DOCUMENT TEXT –
◆ ◆ ◆ ◆

The event is also seen as a way to build support for another, more permanent ice-climbing facility in Bozeman.
Bozeman-based climber Conrad Anker is behind a push to build a $3 to $4 million 84-foot tall ice climbing venue at the Gallatin County Fairgrounds. To that end, he is searching for a corporate sponsor to fund the endeavor.
The Bozeman Ice Tower, as it is being called, already has a design chosen from a competition among Montana State University architecture students that would include office spaces in the support structure and the ability to use the facility as a concert venue. When the ice melts in spring, the runoff would irrigate an adjacent baseball field. Anker is also touting the facility as place to train search and rescue teams as well as world-class athletes.
Climbers at the Saturday event were all for the Bozeman Ice Tower.
“The permanent facility at the fairgrounds would be the single most important advance for this sport in the country, enabling U.S. climbers to compete with the Russians and Europeans,” said Will Mayo, a competitive climber from Erie, Colo., who attended the festival.
On to the Olympics
Ice climbing will be a demonstration sport at the 2014 Olympics in Sochi, Russia. In order to qualify as an Olympic medal sport, there has to be World Cup training facilities and competitions around the world. Right now, the only World Cup competition in the U.S. is held in Ouray, Colo. Another is held annually in Canmore, Alberta.
Willis, a former Billings resident, echoed Mayo’s praise for having such a climbing facility in Bozeman.
“It would bring so much to the city,” he said.
Even the ice festival draws an international crowd. Stephanie Maureau, a French World Cup competitor, made the trip to Bozeman to climb on natural features in nearby Hyalite Canyon, as well as compete on the climbing wall.
“It’s a great venue,” she said after hanging by her ice axes from the scaffolding on the back of the tower to stretch out before she competed.
Anker and Josephson made a presentation to the Gallatin County Commission in September, seeking the community leaders’ approval. The next step is signing a sponsor. Outdoor gear manufacturers The North Face and Arc’teryx were the main supporters of the Bozeman Ice Climbing Festival.
Josephson said the festival’s Ice Breaker Tower could act as a bridge to the permanent facility.

◆ ◆ ◆ ◆

PROVIDED INFORMATION –
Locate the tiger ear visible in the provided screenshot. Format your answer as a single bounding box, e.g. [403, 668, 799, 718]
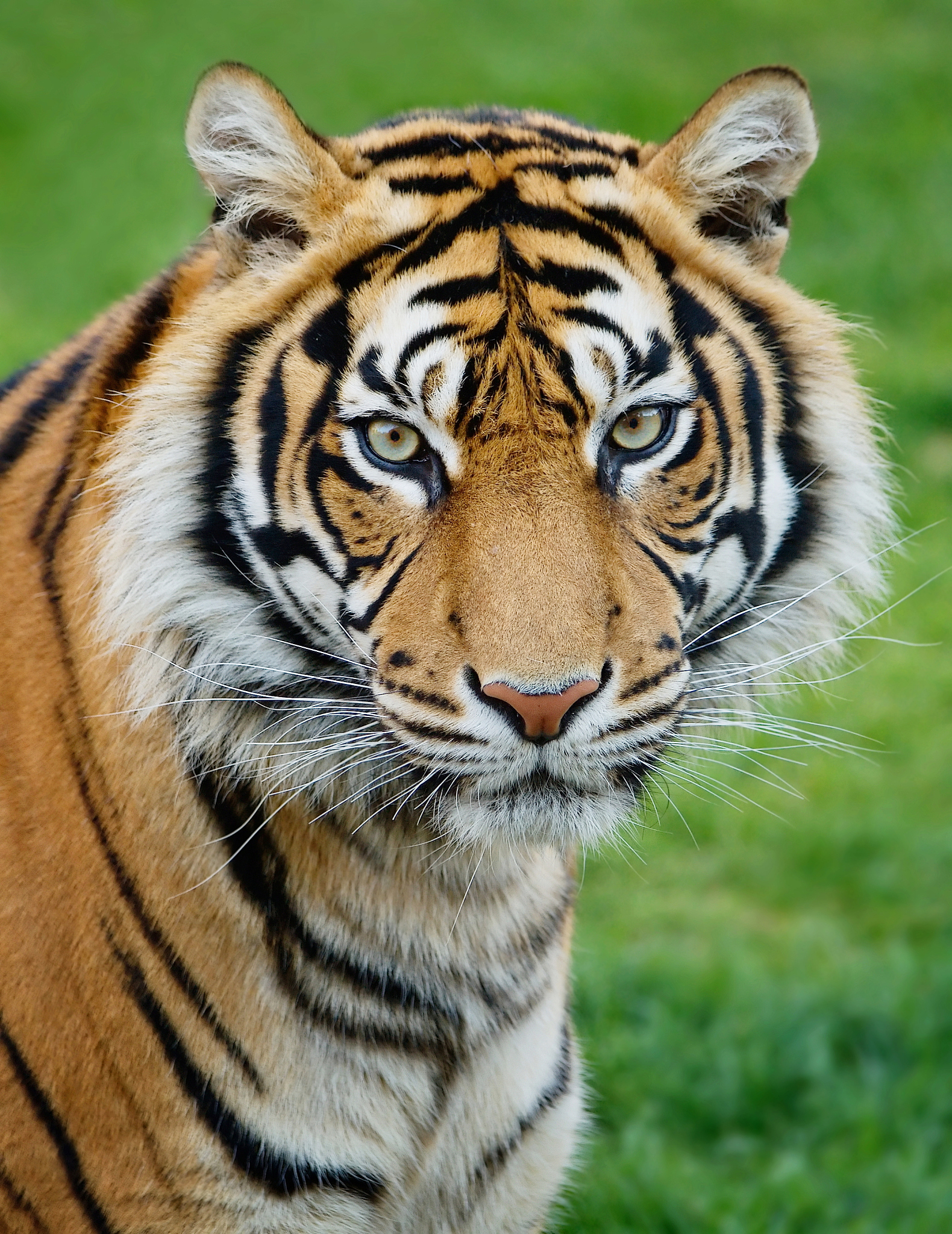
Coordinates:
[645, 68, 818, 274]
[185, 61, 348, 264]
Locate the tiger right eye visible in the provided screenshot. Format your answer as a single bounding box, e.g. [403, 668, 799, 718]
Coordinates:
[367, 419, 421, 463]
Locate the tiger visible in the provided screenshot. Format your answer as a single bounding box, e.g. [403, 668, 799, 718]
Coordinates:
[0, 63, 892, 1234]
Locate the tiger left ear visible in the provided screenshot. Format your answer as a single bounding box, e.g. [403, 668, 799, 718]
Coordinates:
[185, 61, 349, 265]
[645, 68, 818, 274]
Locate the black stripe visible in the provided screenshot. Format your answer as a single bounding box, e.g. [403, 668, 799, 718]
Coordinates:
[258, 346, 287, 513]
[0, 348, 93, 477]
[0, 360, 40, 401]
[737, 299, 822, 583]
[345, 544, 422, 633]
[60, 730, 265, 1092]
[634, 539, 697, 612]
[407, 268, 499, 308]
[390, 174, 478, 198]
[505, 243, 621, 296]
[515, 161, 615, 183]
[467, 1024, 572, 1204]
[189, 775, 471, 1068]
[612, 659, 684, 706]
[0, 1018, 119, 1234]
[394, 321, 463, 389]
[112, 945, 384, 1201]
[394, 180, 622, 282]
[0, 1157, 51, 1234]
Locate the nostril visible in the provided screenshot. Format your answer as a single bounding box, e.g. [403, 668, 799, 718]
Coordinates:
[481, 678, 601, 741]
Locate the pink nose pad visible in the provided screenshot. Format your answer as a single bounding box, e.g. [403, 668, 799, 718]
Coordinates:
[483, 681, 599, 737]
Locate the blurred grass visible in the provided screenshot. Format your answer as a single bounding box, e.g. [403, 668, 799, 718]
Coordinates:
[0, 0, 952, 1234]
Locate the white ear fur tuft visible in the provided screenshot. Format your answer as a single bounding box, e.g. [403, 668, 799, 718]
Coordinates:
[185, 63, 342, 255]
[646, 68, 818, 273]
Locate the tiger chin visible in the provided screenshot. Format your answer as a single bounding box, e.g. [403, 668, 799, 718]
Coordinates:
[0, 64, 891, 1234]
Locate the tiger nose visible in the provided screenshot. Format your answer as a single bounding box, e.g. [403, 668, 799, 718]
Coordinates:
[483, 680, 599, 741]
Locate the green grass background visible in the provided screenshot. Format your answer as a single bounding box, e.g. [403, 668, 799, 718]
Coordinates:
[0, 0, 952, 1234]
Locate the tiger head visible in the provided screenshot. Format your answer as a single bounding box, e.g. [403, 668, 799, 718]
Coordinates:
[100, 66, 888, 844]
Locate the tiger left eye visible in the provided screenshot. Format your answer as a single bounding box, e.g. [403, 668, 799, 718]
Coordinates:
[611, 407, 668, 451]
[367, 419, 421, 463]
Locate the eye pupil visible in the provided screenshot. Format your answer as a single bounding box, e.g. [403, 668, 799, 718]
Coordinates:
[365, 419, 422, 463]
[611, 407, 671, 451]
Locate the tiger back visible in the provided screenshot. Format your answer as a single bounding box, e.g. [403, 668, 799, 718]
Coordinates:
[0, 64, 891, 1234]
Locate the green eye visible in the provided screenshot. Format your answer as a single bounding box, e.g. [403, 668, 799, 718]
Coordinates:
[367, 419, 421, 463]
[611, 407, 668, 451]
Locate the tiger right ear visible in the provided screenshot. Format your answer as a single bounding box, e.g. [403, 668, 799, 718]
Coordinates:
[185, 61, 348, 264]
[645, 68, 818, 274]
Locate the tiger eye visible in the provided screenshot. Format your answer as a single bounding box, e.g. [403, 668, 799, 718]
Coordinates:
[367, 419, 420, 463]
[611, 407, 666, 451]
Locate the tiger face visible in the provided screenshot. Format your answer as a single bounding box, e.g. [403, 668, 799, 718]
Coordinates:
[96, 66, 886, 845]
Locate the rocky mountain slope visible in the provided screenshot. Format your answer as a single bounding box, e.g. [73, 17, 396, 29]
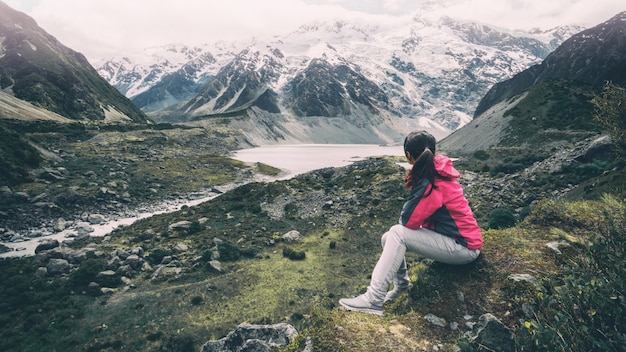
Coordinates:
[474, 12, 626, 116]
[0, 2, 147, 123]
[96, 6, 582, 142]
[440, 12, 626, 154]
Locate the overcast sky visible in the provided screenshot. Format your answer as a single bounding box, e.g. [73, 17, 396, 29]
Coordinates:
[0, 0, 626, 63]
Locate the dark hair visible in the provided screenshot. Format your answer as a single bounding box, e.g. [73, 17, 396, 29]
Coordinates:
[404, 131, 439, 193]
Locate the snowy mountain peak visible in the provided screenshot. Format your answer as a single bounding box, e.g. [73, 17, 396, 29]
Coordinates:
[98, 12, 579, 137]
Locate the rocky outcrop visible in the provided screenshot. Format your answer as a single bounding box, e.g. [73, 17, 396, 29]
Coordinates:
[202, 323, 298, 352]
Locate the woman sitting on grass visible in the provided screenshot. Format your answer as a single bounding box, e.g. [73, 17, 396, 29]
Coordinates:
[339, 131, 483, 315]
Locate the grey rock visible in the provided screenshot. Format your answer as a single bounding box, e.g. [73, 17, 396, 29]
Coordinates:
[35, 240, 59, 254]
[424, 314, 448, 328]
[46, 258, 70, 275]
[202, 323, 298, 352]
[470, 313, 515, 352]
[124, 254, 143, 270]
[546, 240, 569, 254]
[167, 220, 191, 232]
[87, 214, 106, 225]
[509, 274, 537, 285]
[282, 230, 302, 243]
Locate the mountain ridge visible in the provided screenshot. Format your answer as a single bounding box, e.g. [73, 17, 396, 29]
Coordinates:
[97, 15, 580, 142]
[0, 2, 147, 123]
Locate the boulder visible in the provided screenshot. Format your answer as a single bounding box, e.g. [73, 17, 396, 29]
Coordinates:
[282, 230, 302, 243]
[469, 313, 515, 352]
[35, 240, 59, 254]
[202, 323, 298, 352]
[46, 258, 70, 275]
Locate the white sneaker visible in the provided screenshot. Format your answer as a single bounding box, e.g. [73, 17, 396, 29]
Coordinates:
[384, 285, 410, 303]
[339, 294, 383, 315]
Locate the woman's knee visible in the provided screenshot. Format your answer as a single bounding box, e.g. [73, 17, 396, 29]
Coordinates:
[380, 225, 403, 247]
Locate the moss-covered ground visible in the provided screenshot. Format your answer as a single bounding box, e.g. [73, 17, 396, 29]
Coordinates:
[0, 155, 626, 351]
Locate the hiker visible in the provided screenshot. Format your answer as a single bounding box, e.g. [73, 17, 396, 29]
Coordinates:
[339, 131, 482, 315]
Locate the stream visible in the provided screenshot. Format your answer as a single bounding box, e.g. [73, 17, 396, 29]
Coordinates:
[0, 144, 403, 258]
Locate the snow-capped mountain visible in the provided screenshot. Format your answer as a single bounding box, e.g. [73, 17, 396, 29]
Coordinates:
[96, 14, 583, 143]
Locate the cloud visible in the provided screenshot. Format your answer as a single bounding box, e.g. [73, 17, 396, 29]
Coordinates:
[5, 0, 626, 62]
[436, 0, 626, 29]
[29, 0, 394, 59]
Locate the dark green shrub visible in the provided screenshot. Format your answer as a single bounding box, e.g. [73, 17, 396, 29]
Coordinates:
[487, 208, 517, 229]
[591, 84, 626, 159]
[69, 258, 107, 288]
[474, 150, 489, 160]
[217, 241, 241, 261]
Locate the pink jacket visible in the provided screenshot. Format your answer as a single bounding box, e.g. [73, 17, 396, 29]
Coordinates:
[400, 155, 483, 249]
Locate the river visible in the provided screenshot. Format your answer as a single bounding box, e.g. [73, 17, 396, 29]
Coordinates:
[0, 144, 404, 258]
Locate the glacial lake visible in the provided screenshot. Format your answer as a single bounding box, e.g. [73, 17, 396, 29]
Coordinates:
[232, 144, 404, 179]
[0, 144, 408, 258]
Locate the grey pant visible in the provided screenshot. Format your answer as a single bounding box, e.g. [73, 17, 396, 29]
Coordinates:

◆ ◆ ◆ ◆

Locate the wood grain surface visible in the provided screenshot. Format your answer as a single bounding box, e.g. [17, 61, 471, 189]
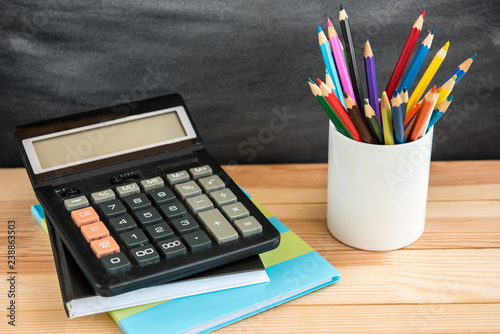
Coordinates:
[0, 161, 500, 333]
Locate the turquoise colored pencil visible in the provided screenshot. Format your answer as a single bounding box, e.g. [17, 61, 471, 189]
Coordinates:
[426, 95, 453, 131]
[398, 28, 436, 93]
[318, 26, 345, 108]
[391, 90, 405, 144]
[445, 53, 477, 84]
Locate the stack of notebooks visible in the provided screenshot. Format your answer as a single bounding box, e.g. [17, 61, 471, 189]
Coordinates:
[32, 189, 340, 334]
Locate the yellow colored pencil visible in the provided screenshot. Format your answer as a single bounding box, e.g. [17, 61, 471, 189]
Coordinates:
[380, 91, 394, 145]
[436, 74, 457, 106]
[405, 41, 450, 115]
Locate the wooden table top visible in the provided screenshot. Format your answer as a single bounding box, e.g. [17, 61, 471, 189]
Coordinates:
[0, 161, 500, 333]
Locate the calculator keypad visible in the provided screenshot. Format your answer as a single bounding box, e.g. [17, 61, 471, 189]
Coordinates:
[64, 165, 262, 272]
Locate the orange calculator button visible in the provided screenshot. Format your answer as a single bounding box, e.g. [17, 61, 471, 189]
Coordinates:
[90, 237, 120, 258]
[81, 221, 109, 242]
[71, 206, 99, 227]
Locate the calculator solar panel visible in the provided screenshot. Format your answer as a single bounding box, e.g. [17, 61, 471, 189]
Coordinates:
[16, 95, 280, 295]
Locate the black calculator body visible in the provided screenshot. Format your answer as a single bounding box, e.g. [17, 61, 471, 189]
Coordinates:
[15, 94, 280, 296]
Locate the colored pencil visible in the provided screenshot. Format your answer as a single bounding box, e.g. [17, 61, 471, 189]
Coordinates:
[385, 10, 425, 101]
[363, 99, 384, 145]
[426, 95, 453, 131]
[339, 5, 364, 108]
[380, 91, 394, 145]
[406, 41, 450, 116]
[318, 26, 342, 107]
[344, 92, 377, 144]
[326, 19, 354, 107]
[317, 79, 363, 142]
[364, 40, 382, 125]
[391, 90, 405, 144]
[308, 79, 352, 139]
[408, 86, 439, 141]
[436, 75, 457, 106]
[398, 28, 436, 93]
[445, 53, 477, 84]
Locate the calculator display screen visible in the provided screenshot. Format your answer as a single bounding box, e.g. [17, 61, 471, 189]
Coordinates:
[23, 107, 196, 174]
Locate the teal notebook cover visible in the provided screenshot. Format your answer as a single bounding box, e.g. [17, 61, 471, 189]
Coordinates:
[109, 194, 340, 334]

◆ ◆ ◆ ◆

TASK REQUIREMENTS –
Write the next part of the article on the proposed Bozeman ice-climbing tower, starting after its final sentence. Nothing in the data is needed here.

THE ANSWER –
“The more we can brand the community with what the sport is and increase the level of events, that would pave the way for a permanent structure,” he said.
Despite Saturday’s cold, blustery weather, Bozeman physician Bob Flaherty attended the competition to find out more about ice climbing. He praised the climbing competition at the old school playground as a good way to educate the public about a sport that’s usually conducted in remote mountain canyons.
“I know the Hyalite area is getting pretty popular,” he said, and he praised the climbing and cross-country skiing communities for talking the county and Forest Service into plowing the road in the nearby canyon in winter to ease access for winter recreationists.
“It would be a lot more difficult for the sport without having Hyalite Road plowed,” he said. “That opened up that whole area.”
Josephson said Hyalite has the longest ice climbing season in North America, stretching from Halloween until March. The fact that it’s only minutes from the Bozeman airport adds to its uniqueness, unlike other more remote ice climbing areas.
“No one else has that combination,” Josephson said.
Flaherty said he was “neutral” to having a permanent climbing facility at the fairgrounds. But he does like the idea of bringing new sports to the Bozeman area.
The ice climbing festival began on Thursday and also featured talks by noted climbers, on-ice clinics – some for women only – a Saturday night party with live music, as well as gear demos, raffles and fund-raisers to help pay to plow Hyalite Road.
“What a great thing for the community,” Willis said.